_Challenge_: Repeat each line exactly, leaving nothing out.

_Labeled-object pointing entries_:

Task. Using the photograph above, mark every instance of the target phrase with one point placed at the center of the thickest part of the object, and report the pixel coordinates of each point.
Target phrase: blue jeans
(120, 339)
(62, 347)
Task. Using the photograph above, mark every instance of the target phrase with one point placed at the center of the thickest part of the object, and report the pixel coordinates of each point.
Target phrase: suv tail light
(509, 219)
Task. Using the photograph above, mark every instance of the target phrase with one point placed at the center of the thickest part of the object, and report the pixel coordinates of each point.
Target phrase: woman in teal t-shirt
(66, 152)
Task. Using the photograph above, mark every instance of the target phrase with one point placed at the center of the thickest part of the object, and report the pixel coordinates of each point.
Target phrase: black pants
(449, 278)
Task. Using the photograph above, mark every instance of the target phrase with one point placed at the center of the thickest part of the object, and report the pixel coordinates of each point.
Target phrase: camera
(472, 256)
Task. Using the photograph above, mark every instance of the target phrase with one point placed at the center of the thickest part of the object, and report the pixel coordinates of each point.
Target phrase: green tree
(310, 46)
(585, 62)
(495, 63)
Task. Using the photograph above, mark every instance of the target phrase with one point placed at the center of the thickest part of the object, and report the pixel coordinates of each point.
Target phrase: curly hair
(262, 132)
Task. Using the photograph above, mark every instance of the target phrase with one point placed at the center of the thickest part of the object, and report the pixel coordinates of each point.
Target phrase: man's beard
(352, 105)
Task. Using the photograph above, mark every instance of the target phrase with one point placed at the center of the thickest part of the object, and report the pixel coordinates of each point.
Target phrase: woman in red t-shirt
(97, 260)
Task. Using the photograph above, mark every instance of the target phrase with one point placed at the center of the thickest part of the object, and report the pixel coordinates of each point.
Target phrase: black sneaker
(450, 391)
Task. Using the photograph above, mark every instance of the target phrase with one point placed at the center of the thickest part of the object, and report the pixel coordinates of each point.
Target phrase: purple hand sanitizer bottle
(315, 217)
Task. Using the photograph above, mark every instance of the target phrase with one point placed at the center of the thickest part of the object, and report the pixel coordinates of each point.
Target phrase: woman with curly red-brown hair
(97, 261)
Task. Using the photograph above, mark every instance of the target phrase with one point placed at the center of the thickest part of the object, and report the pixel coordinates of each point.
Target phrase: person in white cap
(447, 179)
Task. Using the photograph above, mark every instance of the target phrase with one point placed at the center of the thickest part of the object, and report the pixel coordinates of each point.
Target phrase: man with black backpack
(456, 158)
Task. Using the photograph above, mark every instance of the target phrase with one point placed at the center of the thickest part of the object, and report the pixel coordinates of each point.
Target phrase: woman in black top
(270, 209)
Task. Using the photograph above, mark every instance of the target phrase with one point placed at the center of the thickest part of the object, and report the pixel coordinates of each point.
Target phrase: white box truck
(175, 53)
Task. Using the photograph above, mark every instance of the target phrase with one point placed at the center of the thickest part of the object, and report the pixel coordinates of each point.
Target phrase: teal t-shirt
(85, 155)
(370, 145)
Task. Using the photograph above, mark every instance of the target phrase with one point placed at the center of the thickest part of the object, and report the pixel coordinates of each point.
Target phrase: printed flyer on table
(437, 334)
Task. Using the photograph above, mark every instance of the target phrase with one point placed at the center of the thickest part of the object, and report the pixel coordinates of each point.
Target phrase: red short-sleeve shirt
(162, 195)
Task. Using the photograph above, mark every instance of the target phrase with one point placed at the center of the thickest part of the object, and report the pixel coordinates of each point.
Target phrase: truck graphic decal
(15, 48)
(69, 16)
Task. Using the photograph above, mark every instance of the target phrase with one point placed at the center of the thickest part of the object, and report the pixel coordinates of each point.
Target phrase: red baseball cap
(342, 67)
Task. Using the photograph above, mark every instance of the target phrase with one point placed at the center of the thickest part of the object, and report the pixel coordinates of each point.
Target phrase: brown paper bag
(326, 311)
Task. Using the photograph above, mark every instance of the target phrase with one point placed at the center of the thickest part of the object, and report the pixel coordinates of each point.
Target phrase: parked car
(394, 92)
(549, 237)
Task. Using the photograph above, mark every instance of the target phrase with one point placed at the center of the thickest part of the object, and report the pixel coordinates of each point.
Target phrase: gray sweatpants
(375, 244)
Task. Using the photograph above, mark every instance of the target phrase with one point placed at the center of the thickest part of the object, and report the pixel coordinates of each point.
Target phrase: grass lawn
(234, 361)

_Result_:
Task. Using the photograph above, mark every instance of the target phrase with one point placed at the center of the thickest part of the object, and report the pixel coordinates of each point.
Target phrase: blue jeans
(120, 339)
(62, 347)
Task. Using the photograph above, mark every instance of the target phrase with one point placed at the center of the thickest part of the object, and report the pixel coordinates of each point.
Target phrase: suv tail light
(509, 219)
Task. Using the photograph above, mark every instance of the target phrase with one point placed at the center of the thickest part of the object, and report the pixel coordinates of each point.
Target phrase: woman in teal t-shirt
(66, 152)
Task. Using the photograph above, mark every instance of the target phrase with one point placed at the center of the thickest part of the object, and report the pixel coordinates of each point.
Target phrase: black pants
(449, 278)
Task. Using the photograph above, mark every instance of the target phrase with one point placed at the center of the thickest part of the object, and report the pixel coordinates of each point.
Target phrase: camera
(472, 256)
Task. Using the photograph above, mark every instance of the target phrase with one point placed at the center of the thickest part of the object, and report the pixel coordinates of each point.
Target phrase: green tree
(310, 46)
(585, 62)
(495, 63)
Task. Using the photograph above, mark every instance of the target phrase with one point placed at the center of the thickest part of the object, and report the pixel coordinates of each point.
Target phrase: curly hair
(262, 132)
Task. Using the photograph above, mark every instance of the target phrase with one point placed at the center of the thickest part of the object, and report the pixel coordinates of each point.
Target phrase: man's beard
(352, 105)
Task. Using the photograph above, mark every instance of the target phrase with one point placed at the center of the thickest part of the object, and report the pixel coordinates of each point.
Target phrase: woman in red t-shirt
(97, 260)
Task. Using the photograph above, mark every instance of the target phrase with one point placed at the center of the thickest part of the object, and report the pixel coordinates of each point.
Target phrase: black sneaker
(450, 391)
Task. Using the photograph above, mark every instance of the target phrase with one point placed at the center of the thickest part of the object, and report the pixel coordinates of each point.
Target phrase: purple hand sanitizer bottle
(315, 217)
Task. Using the photograph above, mark every instance of the target phrase with one point placed at the center of the thickest part of the object, and report the pixel coordinates of each point.
Target phrase: woman with curly red-brown hair
(97, 261)
Task. Using the photograph above, mark every instance of the target phrase with one point placed at the center of the thickest part of the object, and report the pixel coordinates of each point.
Target phrase: person in white cap
(447, 179)
Task. Using the photograph above, mark every instance of the target phrase with one point placed at the center of the thickest part of the object, and report the pixel coordinates of each point.
Target phrase: man with black backpack
(456, 158)
Task. Using the photograph above, mark every instance of the target phrase with one point placed at the center of the thickest part of the object, and report the pixel coordinates of each point.
Target phrase: woman in black top
(270, 209)
Task. Using the photograph above, mark every instance of the target phrase with one point placed at the center of the thickest part of the object, and report the pixel coordinates of each point.
Target phrase: white box truck
(175, 53)
Task. Using the photograph above, mark every instance of the target phrase with one point placed at the center of the thickest part of the object, and report the pixel coordinates of each point.
Target phrase: teal t-shirt
(85, 155)
(370, 145)
Task. Using the photograph above, mark every instance of the target phrase with one point placed at the center of the thickest part of the object, and report the pixel coordinates of each point.
Target phrase: printed flyer on table
(437, 334)
Task. Using the photograph above, mark every instance of the target phrase with one point placed at the center of the thickest part of the object, and report the pixel coordinates of each point.
Target phrase: red short-sleeve shirt
(162, 195)
Task. Using the photograph above, mark every instance of the target phrase with one point placed at the center of the thickest part of the object, and report the pixel coordinates of each point.
Target phrase: truck graphic decal
(15, 48)
(69, 16)
Task. Using the photograph above, mark every instance of the target phrase with one point placed at the center of the thickest part of the object, and report the pixel coordinates of each point.
Target phrase: red baseball cap
(342, 67)
Task. Using the photograph above, mark every instance of the target phrase with one point placed at the center of the thickest part of the object, and report the pixel coordinates of each point.
Target phrase: brown paper bag
(326, 311)
Task. Using the photograph above, mark every instance of the target phrase with one point placed at the center of the thickest part of the object, and report the pixel coordinates of each point.
Target phrase: parked car
(394, 92)
(549, 237)
Task. Using the photograph above, mark every instance of the target phrase with one point placed at the center of the thickest part of the object, and report the pixel coordinates of each point.
Target phrase: gray sweatpants
(375, 244)
Task. Using the photograph above, mark every instance of the target phrase with one point placed at the center of the thickest part of the object, and report the pixel coordinates of each point.
Target phrase: grass lawn
(234, 361)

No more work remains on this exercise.